May 14, 2020 By Allie Griffin
New York City is on track toward lifting some restrictions next month as three key indicators continue to move in the right direction, the mayor said.
The number of people admitted to hospitals for COVID-19; the number of patients currently in ICUs for the virus; and the percentage of New Yorkers who have tested positive for the virus all declined on Tuesday — the latest date available.
“In terms of getting out of this crisis and moving forward, this is it right here,” de Blasio said of the three indicators. “This is what matters most and my friends, today is a very good day.”
The indicators must each hit a goal set by the health department and move down together for 10 to 14 days for the city to begin the reopening process.
Hospital admissions decreased from 78 Monday to 59 Tuesday.
The number of people currently in ICUs at the city’s public hospitals dipped from 561 Monday to 517 Tuesday.
“That’s a big movement there and that’s a big jump in the right direction — bigger than we’ve seen most days even when things go in the right direction,” de Blasio said.
The decline means fewer people are fighting for their lives, he said. However, the number needs to drop below 375 people to meet its goal.
Lastly, the percentage of people tested for COVID-19 who had positive results dropped from 13 percent Monday to 11 percent Tuesday.
“Three for three — a perfect day,” de Blasio said.
The city must also meet the state’s set of criteria for reopening before restrictions can be lifted, but de Blasio said both the city and state standards could be met by early June.
“Both of them right now could be met in the first half of June and that would be the right time then to lift some restrictions — but carefully, slowly, smartly,” de Blasio said.
However, the mayor also shared sobering news at City Hall this morning.
As of today, 100 children in New York City have fallen ill with the mysterious and rare condition called “pediatric multi-system inflammatory syndrome” believed to be connected to COVID-19.
That’s up from 82 yesterday and 52 the day prior.
The inflammatory illness is similar to toxic shock syndrome or Kawasaki disease, health experts say. If left untreated the condition can permanently damage a child’s heart.
“This a deep concern and we’re going to throw everything we got at it,” de Blasio said.

- [DATA EXTRACTS]:
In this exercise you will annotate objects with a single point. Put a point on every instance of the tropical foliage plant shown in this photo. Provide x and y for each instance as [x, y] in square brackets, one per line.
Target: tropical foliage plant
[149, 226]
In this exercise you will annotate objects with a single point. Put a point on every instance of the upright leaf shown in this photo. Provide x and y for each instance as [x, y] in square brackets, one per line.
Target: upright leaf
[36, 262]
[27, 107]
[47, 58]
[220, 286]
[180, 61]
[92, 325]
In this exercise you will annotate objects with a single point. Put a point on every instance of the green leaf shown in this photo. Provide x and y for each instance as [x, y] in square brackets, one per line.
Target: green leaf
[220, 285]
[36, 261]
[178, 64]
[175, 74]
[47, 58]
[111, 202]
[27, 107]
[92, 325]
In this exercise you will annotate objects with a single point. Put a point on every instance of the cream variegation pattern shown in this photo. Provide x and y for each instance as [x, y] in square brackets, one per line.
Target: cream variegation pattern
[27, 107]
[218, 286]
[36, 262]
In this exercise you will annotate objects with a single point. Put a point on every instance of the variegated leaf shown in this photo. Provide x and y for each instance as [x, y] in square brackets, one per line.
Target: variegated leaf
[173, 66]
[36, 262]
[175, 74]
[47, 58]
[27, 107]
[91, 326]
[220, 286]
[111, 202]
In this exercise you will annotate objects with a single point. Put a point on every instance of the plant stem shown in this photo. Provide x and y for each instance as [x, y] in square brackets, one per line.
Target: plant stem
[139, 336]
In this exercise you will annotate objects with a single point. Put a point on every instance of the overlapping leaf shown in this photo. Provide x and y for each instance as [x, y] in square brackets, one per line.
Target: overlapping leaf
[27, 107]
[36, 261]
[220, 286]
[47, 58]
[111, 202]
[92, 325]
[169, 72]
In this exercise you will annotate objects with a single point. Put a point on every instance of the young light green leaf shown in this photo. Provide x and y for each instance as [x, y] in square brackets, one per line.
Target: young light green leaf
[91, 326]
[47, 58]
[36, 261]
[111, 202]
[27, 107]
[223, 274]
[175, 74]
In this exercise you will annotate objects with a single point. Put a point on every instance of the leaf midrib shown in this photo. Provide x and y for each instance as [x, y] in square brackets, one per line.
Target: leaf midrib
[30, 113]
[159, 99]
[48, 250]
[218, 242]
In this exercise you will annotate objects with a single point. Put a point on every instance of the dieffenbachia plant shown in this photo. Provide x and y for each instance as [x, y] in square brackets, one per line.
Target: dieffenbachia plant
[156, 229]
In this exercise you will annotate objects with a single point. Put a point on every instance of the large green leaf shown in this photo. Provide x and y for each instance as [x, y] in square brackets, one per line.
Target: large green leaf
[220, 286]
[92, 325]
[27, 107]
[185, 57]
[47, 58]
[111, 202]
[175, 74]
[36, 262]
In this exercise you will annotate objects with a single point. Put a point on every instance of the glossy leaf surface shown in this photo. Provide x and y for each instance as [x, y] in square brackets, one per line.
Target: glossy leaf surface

- [EXERCISE DESCRIPTION]: In the article about New York City's reopening indicators, for how many days must the three indicators move down together before the city can begin reopening?

- [RESPONSE TO THE EXERCISE]: 10 to 14 days.